The Advocate depute submitted that this last observation could not be correct: in the light of the jury's verdict, they must be taken as having been satisfied that the driving was itself dangerous within the meaning of section 1.

[7]     
The Advocate depute submitted that the sentencing judge had failed to give proper weight to a number of aggravating factors. First, the respondent had consumed cannabis prior to the accident. In that connection he informed the court that the finding of cannabis as an active ingredient in the respondent's body was based on a sample of his blood which was taken from him at 1.39 a.m. He had been found at the scene of the accident at about 10.45 p.m. In these circumstances the expert evidence that he had consumed cannabis 3-4 hours before indicated that he had taken it not long before 10 p.m. At the trial evidence was given that the consumption of cannabis could distort a driver's ability to perceive distances and could slow down reaction times. While he accepted that it could not be determined whether the accident would have been avoided if he had not consumed the cannabis, the fact that he drove while under its influence, as the jury had held, significantly aggravated the charge of dangerous driving. Secondly, there was the fact that the respondent had driven while disqualified. Thirdly, there were his previous convictions for road traffic offences and the misuse of drugs. The Advocate depute also submitted that the trial judge had placed undue reliance on factors which he regarded as mitigating the offence. It was not in dispute that the respondent had suffered shock and remorse at the death of his brother-in-law. He had suffered injuries, but it was doubtful whether they could be regarded as serious. It was unclear what the trial judge meant by saying in his report that the deceased "was well aware of the respondent's driving ability at the relevant time". It made no difference whether or not the deceased had confidence in his driving ability. The mitigation was neither substantial nor exceptional.

[8]     
Mr Prentice, who appeared as solicitor advocate for the respondent, reminded the court that the car had been modified in order to make its acceleration extremely responsive. The purpose for which the car was being driven was in order to test it. Driving it round the sharp and very sharp bends and before the scene of the accident called for a considerable amount of skill. It was likely that the accelerator was applied as the car came out of the last bend. As regards the consumption of cannabis, it could not be determined to what extent the respondent's ability to drive was impaired. The case was unique in respect of the short distance over which the dangerous driving had occurred. Due weight should be given to the view of the trial judge since he had had the advantage of hearing the evidence.

§ SET TASK A: Which lines in the records below contain the string "query"? Copy each of them.

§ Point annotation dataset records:
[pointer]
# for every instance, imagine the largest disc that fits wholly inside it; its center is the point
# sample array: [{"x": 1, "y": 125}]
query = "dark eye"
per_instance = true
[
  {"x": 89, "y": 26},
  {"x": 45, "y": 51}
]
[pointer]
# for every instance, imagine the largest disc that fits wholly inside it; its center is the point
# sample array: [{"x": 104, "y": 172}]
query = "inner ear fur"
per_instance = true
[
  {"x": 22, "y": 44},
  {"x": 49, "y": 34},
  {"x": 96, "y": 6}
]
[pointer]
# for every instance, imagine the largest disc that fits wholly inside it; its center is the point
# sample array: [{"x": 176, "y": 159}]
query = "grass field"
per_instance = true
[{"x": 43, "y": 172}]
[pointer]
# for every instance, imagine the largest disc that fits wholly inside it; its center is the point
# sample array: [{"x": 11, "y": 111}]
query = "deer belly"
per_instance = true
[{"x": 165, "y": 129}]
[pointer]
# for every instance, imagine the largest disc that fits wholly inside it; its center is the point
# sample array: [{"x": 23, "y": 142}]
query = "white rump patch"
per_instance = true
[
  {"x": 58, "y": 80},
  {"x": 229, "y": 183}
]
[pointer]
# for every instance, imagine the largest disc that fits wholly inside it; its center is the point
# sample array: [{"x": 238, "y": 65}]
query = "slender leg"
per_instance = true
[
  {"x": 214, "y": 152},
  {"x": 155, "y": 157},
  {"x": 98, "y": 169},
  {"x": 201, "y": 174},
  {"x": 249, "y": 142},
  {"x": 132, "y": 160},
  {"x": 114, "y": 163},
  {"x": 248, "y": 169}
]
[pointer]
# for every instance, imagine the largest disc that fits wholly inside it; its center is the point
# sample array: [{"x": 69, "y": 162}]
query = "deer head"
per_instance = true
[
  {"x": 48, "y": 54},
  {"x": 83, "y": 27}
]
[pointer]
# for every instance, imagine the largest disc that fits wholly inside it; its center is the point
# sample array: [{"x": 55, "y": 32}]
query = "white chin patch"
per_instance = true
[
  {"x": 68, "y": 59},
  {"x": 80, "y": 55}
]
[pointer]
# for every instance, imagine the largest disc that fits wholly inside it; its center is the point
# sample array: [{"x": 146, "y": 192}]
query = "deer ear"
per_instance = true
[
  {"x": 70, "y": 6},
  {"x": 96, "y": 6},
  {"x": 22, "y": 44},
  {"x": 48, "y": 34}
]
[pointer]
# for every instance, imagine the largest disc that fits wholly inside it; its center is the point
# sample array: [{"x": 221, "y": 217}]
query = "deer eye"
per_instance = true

§ SET TASK B: Reproduce the passage of the judgment excerpt above from "The Advocate depute submitted that this" up to and including "of section 1.".

§ RESPONSE A:
query = "dark eye"
query = "inner ear fur"
query = "grass field"
query = "deer belly"
query = "white rump patch"
query = "slender leg"
query = "deer head"
query = "white chin patch"
query = "deer ear"
query = "deer eye"

§ RESPONSE B:
The Advocate depute submitted that this last observation could not be correct: in the light of the jury's verdict, they must be taken as having been satisfied that the driving was itself dangerous within the meaning of section 1.